## GIVEN EXERCISE
Your task is to write out exactly the lines from the line containing "the woman's smile" through the end of the records, inclusive at both ends.

Object pointing dataset rows:
□ □ □
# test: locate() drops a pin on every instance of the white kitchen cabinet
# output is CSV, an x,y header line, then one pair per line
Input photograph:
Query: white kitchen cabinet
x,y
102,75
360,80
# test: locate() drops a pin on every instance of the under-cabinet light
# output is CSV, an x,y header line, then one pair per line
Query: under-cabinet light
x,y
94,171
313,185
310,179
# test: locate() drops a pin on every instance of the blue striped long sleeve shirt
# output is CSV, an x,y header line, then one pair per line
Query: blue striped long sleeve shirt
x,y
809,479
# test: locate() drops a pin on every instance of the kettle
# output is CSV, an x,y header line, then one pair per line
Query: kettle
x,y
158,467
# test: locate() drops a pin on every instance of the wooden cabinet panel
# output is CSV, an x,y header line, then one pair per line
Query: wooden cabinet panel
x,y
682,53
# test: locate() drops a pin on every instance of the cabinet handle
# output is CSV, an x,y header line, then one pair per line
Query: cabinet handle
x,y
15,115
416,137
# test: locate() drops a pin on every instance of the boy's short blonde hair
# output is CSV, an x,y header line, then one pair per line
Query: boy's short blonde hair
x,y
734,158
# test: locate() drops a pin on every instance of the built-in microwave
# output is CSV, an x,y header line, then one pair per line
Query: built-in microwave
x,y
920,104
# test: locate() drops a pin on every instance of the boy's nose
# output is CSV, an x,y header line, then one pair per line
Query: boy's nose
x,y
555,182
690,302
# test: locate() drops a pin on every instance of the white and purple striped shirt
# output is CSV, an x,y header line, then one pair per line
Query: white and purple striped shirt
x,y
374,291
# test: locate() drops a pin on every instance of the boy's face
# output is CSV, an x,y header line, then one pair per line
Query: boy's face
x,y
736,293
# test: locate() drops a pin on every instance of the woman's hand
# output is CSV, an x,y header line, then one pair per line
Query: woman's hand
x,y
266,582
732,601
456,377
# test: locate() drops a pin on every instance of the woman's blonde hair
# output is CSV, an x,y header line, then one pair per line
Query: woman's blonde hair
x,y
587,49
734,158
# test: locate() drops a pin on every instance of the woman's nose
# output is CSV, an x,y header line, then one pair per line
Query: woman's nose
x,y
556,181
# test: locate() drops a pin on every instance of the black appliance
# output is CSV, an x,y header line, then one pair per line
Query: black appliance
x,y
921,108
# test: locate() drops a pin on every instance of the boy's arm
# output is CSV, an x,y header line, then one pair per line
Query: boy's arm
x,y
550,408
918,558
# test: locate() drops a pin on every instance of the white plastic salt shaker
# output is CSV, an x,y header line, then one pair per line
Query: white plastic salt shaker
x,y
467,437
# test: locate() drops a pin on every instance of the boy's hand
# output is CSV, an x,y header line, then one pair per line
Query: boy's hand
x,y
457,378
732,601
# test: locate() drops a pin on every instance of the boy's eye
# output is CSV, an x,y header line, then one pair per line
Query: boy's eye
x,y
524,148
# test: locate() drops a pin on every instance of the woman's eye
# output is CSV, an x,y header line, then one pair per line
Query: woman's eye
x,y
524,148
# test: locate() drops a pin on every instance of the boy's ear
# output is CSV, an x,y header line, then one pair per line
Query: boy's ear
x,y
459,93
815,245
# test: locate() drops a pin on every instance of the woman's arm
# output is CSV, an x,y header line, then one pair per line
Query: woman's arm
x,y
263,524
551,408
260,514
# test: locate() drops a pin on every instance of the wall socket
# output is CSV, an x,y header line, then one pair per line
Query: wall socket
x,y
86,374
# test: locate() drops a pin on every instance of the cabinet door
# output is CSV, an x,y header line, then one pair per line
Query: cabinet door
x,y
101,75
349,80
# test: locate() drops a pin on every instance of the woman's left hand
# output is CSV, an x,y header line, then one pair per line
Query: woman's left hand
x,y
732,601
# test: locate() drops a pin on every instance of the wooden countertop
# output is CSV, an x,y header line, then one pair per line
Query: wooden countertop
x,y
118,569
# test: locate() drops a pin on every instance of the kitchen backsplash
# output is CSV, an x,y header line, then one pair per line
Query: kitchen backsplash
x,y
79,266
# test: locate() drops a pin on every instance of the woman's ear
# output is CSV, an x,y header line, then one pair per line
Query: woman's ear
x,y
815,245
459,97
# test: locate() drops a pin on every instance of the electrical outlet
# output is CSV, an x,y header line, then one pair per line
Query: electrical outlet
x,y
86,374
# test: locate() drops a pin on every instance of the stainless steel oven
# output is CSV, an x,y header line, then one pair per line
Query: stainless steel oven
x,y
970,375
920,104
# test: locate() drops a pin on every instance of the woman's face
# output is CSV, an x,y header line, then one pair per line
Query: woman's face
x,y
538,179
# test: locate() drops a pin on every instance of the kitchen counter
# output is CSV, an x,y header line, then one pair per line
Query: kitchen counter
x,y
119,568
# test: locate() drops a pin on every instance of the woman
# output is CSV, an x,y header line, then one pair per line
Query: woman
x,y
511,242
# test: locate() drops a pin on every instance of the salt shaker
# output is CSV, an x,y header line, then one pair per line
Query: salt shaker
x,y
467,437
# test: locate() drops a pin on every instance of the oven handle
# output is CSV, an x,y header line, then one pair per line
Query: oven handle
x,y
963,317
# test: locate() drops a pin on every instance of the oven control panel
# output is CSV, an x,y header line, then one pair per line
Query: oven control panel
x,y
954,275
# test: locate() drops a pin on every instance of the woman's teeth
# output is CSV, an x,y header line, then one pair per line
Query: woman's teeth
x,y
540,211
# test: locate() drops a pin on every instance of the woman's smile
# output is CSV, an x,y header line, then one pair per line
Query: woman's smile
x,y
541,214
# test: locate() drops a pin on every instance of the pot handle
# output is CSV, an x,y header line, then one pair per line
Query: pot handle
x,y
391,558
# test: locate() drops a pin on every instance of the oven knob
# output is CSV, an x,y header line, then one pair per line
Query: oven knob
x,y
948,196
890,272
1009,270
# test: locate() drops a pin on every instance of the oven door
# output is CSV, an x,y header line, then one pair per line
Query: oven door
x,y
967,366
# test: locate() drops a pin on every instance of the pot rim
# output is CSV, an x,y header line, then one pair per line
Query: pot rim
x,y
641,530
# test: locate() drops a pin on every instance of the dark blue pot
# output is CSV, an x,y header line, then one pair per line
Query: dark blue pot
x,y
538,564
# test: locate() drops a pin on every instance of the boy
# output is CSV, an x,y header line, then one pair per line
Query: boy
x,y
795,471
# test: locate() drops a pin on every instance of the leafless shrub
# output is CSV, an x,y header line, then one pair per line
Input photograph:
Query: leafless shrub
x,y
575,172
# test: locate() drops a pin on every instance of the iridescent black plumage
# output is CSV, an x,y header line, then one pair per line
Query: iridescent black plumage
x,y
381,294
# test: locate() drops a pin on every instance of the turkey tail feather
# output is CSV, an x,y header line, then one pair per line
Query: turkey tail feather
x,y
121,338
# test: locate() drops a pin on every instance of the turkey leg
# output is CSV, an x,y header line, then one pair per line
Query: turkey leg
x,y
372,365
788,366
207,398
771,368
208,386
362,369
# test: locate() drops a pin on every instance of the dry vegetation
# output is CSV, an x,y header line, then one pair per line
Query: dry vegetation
□ □ □
## RESULT
# test: locate() drops a pin on every instance of the woman's smile
# output is CSV, an x,y header line, then one pair per line
Query: woman's smile
x,y
541,214
# test: locate() drops a pin on every instance of the pot handle
# output is CSV, an x,y header line, then one pair per line
Query: pot handle
x,y
391,558
# test: locate() drops a pin on every instance of the oven knob
# output is CSV, an x,y header line, then one pair per line
Query: oven knob
x,y
948,196
890,272
1009,270
# test: locate() drops a pin on every instance of the oven door
# output is CSV, an x,y header line, then one pair per line
Query: oven door
x,y
967,366
# test: locate() drops a pin on every instance of the pot rim
# output is CSV, an x,y header line, then one pair per line
Query: pot rim
x,y
641,530
# test: locate() drops a pin on every instance of the dark blue pot
# output is CSV, an x,y header line, then one pair per line
Query: dark blue pot
x,y
538,564
# test: locate() drops a pin on every instance of the boy
# output is CSV, an x,y header line, then one pair per line
Query: boy
x,y
795,471
# test: locate() drops a pin on every instance of the leafless shrub
# output is CSV, an x,y header line, then one pair per line
Input photograph:
Query: leafless shrub
x,y
575,172
# test: locate() drops a pin on every instance of the iridescent black plumage
# output is CSV, an x,y header line, then one pair per line
Query: iridescent black plumage
x,y
381,294
# test: locate() drops a pin on every instance of the turkey tail feather
# output is CSV, an x,y header line, then one pair per line
Query: turkey tail feather
x,y
121,338
# test: locate() drops a pin on every instance of the turkey leg
# output is CSV, an x,y header line, then one pair per line
Query: turkey leg
x,y
372,365
788,366
207,398
771,368
208,386
362,369
# test: locate() drops a pin on every instance of the dry vegetation
# output is CSV, an x,y header line, then one pair per line
Query: dry vegetation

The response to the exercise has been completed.